** START Extracted entries **

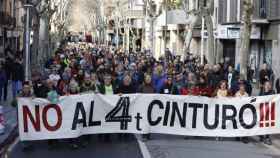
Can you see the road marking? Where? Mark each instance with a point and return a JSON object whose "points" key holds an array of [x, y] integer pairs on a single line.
{"points": [[143, 147]]}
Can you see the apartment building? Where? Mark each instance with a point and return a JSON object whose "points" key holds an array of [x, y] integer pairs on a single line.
{"points": [[264, 45]]}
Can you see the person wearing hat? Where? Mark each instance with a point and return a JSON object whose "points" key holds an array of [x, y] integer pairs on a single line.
{"points": [[169, 87], [88, 85], [107, 87]]}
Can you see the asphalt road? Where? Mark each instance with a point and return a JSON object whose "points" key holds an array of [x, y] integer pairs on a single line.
{"points": [[115, 148], [161, 146]]}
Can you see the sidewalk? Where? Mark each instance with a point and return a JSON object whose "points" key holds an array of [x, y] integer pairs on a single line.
{"points": [[10, 118]]}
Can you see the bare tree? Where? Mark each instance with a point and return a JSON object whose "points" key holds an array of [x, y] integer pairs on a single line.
{"points": [[40, 9], [246, 35], [194, 15]]}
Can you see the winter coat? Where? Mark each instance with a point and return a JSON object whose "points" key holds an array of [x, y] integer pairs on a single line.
{"points": [[17, 72], [3, 78]]}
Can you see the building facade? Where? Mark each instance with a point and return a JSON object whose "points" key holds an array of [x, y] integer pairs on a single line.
{"points": [[264, 47]]}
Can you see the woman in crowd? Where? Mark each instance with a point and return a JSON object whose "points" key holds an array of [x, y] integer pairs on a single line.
{"points": [[223, 90]]}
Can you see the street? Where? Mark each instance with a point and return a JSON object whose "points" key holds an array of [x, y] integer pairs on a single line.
{"points": [[161, 146]]}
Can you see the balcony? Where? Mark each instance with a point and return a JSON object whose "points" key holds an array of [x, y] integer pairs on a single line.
{"points": [[7, 20]]}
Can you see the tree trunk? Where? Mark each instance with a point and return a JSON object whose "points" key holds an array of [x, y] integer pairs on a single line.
{"points": [[34, 50], [210, 56], [188, 38], [245, 36]]}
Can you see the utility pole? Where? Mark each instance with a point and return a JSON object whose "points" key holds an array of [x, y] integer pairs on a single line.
{"points": [[27, 42], [165, 27], [202, 41]]}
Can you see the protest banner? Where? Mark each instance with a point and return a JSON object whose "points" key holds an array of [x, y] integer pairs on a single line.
{"points": [[78, 115]]}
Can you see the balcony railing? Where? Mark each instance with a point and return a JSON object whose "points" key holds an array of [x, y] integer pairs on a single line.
{"points": [[7, 20]]}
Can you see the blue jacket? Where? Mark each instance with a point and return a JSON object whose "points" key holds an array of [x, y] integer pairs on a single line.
{"points": [[158, 82], [3, 78]]}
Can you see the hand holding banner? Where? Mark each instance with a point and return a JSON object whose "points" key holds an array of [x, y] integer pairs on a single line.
{"points": [[77, 115]]}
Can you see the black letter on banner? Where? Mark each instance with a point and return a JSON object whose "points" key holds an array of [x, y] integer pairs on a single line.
{"points": [[195, 106], [26, 113], [166, 114], [124, 118], [241, 116], [216, 120], [76, 120], [176, 111], [150, 108], [91, 122], [229, 117], [138, 118]]}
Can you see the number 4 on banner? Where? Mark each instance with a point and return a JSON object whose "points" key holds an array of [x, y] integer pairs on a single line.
{"points": [[124, 118]]}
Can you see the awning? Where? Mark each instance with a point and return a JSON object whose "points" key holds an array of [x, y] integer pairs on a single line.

** END Extracted entries **

Set exercise
Reproduce the material above word for word, leaving out the pictures.

Reply
Can you see the road marking? Where? Mark each instance with a point and return a JSON object whose "points" key holds an array of [x, y] integer pairs on a single line.
{"points": [[143, 147]]}
Can you see the apartment building? Where? Mark each instance with a point and return a JSON object whose "points" key holds an array of [x, y] integer pairs on a single line.
{"points": [[264, 45]]}
Can you see the person wearing hat? Where? Mark each instance with a point and return a JSON object whose "points" key holds an array of [x, y] integer pairs on a single line.
{"points": [[169, 87], [88, 85], [107, 87]]}
Can you see the asphalt road? Where? Mark each instance with a point and return a JSON object whose "points" key holds an array of [x, y] integer pairs on a single line.
{"points": [[115, 148], [161, 146]]}
Can you see the sidewalk? Where? Mark each instance with a point and return a JSON object whose "points" key holds an array of [x, y] integer pairs on a single line.
{"points": [[10, 118]]}
Can you see the bare tree? Where? Mark each instance with a point and return a JSON object whose "points" key holds an array of [x, y] integer pairs on a single line.
{"points": [[40, 9], [246, 35], [194, 15]]}
Can you see the winter coat? Where? Mark each instance with a point and return a JSON object whose "points" key holds an array of [x, y] integer pairs on a single line.
{"points": [[17, 72], [3, 78]]}
Can you see the building facade? Where? Mark each instance with a point and return a JSON object whose "points" key holds an array of [x, y] integer pairs on a single line.
{"points": [[264, 47]]}
Can you see the woman in crowd? Where? Mark each instance with a point and return a JSON object whose "points" key holds an array of [x, y] integer pairs on a single line.
{"points": [[223, 90]]}
Can you see the street? Where? Mark each instance with a point and return a JSON object whose "points" key holds an array of [x, y] integer pairs on a single line.
{"points": [[161, 146]]}
Can you see the balcony? Where? Mark each instance with a point and return a JSON object whose "points" key holds an array of [x, y] integer pairs on a single line.
{"points": [[7, 20]]}
Can you see the tree trunk? Where? Mark each instance with a point and return a JSON object whose "points" key holds an array of [x, y] integer pairs on a single line.
{"points": [[34, 50], [210, 56], [188, 38], [245, 36]]}
Can you see the utility pole? Where? Mark each instance with a point and return a JSON object whose "points" key holds an array of [x, y] integer pairs on a single line.
{"points": [[27, 42], [165, 27], [202, 41]]}
Can you see the protest banner? Where? Mark each instance with a point and return a JSON object whose "points" key holds an array of [x, y] integer pairs on a single line.
{"points": [[78, 115]]}
Can you see the balcony railing? Where? Mark each instance with a point and return a JSON object whose "points" key holds an array of [x, y] integer pairs on a single line.
{"points": [[7, 20]]}
Can you see the blue jacket? Where? Mark each instance with a point and return a JSON object whose "points" key holds an array of [x, y] integer pairs on a single line.
{"points": [[158, 82], [3, 78]]}
Can you see the hand holding banner? Where? Mark each instance with a point and return a JSON object whose "points" key holds an array of [x, y] integer pairs on a single line.
{"points": [[77, 115]]}
Can you see the black letter on banner? Where? Mark each instance with a point and return a JSON object whose "points" key holds an array of [x, y] integer pairs on a single line.
{"points": [[195, 106], [26, 113], [166, 114], [124, 118], [241, 116], [216, 120], [76, 120], [176, 111], [150, 108], [91, 122], [229, 117], [138, 118]]}
Can you see the number 4 on banner? Where? Mark each instance with a point and return a JSON object whose "points" key holds an array of [x, y] integer pairs on a single line.
{"points": [[124, 118]]}
Can you see the awning? Where? Mark each instance with a point and return a JSON object whose "points" key holds an array of [x, y] integer pairs on a single line.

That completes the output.